Motoboy desde os 20 anos, Wander tinha o sonho de comprar uma casa para viver com a família. Ele deixa a esposa, agora em tratamento psiquiátrico, e três filhas de 14, 13 e 11 anos. Em quadro depressivo, a mais nova também tem sido acompanhada por um profissional de saúde mental. “Minha sobrinha não dormia direito, não queria comer. Até o gato da casa adoeceu. Teve depressão, complicações hepáticas, foi preciso mandar para o veterinário, pagamos R$ 2.000.”

No dia seguinte ao Dia Mundial em Memória às Vítimas de Trânsito, Adriana planeja procurar a polícia para ter informações sobre o caso, passível de punição. “Não vou descansar. Meu irmão foi vítima do erro de outra pessoa.”

Homens, as maiores vítimas

Sem a proteção de uma carroceria, um motociclista fica extremamente vulnerável à imprudência de outros condutores. De janeiro a agosto deste ano, segundo dados do Ministério dos Transportes, os sinistros com moto foram responsáveis por 38% das mortes no trânsito em todo o país – 3.305 vidas perdidas. No estado de São Paulo, o ritmo assusta: são sete mortes a cada dia.

### MATERIAL FORNECIDO
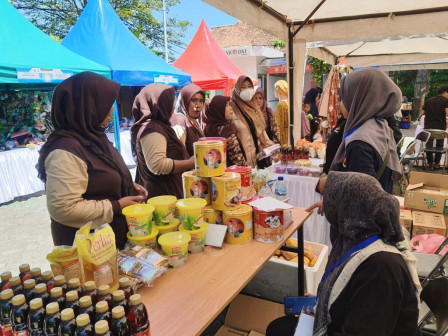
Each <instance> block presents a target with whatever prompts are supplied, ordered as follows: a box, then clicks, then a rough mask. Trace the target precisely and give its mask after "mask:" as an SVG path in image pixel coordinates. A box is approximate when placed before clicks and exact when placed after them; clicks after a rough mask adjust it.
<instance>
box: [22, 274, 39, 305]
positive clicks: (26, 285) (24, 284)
mask: <svg viewBox="0 0 448 336" xmlns="http://www.w3.org/2000/svg"><path fill="white" fill-rule="evenodd" d="M23 287H24V288H23V295H25V300H26V302H30V301H31V300H32V299H34V287H36V281H35V280H34V279H28V280H25V282H24V283H23Z"/></svg>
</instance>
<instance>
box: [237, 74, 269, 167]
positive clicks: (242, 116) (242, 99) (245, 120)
mask: <svg viewBox="0 0 448 336" xmlns="http://www.w3.org/2000/svg"><path fill="white" fill-rule="evenodd" d="M254 94H255V91H254V85H253V83H252V80H251V79H250V78H249V77H246V76H240V77H239V78H238V80H237V82H236V83H235V88H234V89H233V92H232V100H231V102H230V105H231V106H232V109H233V112H234V113H235V116H234V119H233V124H234V125H235V127H236V132H237V136H238V140H239V141H240V143H241V145H242V146H243V151H244V154H245V156H246V163H247V165H249V166H251V167H257V154H258V153H259V152H260V151H262V150H263V149H264V148H266V147H269V146H272V145H273V144H274V143H273V142H272V141H271V140H269V137H268V135H267V134H266V131H265V129H266V124H265V123H264V117H263V113H262V112H261V111H260V109H259V108H258V107H257V106H256V105H255V104H254V103H253V101H252V98H253V96H254ZM259 168H265V167H259Z"/></svg>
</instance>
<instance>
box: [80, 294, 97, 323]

### INSTRUÇÕES DA TAREFA
Cite sem nenhuma alteração o trecho do texto sobre mortes de motociclistas no trânsito, começando em "Sem a proteção" e seguindo até "a cada dia.".

### RESULTADO DO EXERCÍCIO
Sem a proteção de uma carroceria, um motociclista fica extremamente vulnerável à imprudência de outros condutores. De janeiro a agosto deste ano, segundo dados do Ministério dos Transportes, os sinistros com moto foram responsáveis por 38% das mortes no trânsito em todo o país – 3.305 vidas perdidas. No estado de São Paulo, o ritmo assusta: são sete mortes a cada dia.